### [EXERCISE OBJECTIVE]
Begin at the line that contains "of the blue" and repeat every line from there to the end of the records below, inclusive, without adding any other line.

### [DATA PROVIDED]
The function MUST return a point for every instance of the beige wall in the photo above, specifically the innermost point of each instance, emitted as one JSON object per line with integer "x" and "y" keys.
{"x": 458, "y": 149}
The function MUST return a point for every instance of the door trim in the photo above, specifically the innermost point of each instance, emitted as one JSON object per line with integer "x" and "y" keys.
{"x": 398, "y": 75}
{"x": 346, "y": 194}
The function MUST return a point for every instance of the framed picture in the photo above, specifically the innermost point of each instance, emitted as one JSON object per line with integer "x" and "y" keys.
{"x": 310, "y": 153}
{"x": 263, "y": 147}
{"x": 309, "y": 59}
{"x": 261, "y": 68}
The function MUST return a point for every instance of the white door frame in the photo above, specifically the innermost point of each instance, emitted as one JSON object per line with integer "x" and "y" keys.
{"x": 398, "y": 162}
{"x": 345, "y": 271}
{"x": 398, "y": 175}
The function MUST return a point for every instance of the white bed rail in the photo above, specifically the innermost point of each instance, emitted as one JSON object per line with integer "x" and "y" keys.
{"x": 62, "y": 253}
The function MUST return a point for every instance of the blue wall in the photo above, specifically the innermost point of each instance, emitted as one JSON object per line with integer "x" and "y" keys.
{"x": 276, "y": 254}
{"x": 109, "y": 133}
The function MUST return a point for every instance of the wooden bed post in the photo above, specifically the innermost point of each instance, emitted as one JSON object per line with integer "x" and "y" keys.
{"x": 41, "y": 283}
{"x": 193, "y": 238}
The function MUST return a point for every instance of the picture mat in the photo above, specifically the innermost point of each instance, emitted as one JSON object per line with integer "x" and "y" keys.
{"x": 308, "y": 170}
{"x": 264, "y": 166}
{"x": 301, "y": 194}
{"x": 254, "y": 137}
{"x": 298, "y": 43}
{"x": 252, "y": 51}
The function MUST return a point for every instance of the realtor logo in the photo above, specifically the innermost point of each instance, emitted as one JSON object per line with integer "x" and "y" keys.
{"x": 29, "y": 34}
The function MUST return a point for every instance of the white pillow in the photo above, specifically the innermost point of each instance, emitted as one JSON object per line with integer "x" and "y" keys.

### [THE SOLUTION]
The function MUST return a point for every instance of the blue wall in the photo above, specifically the innermost point of each instance, emitted as one JSON object per line with integer "x" and "y" keys.
{"x": 276, "y": 254}
{"x": 109, "y": 133}
The function MUST return a point for every instance of the wooden bed post in the photo above, specifically the innermost point of each instance, emitted as one JSON object per line with integer "x" and "y" keys.
{"x": 41, "y": 283}
{"x": 193, "y": 238}
The function MUST return a point for every instance of the picture mat in the photo above, specifically the innermost point of each instance, emitted as one JSON object per line with integer "x" and "y" keys.
{"x": 308, "y": 170}
{"x": 264, "y": 166}
{"x": 301, "y": 194}
{"x": 254, "y": 137}
{"x": 298, "y": 43}
{"x": 252, "y": 51}
The function MUST return a point for every instance of the realtor logo in the photo above, specifically the innermost point of each instance, emitted as one JSON object per line with integer "x" and "y" keys.
{"x": 29, "y": 34}
The function MUST return a point for every instance of the white pillow in the photo above, specifically the innermost point of each instance, emitted as one JSON object per line with integer "x" and "y" keys.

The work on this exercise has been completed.